____ DATASET RECORDS

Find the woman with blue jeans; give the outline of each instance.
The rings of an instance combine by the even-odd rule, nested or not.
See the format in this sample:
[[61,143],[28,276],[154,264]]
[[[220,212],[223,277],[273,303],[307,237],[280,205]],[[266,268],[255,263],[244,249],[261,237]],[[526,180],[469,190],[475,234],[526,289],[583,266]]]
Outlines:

________

— EXERCISE DESCRIPTION —
Rewrite the items above, substituting "black jeans" for every occurrence of "blue jeans" and keeping everything else the same.

— RESPONSE TO THIS EXERCISE —
Find the woman with black jeans; give the outline of each instance.
The rings of an instance combine by the even-odd rule, nested or not.
See the format in this sample:
[[61,143],[28,276],[154,264]]
[[[220,212],[223,277],[273,303],[307,237],[280,205]],[[266,268],[255,263],[244,249],[261,237]],[[526,180],[469,190],[475,234],[526,289],[583,266]]]
Outlines:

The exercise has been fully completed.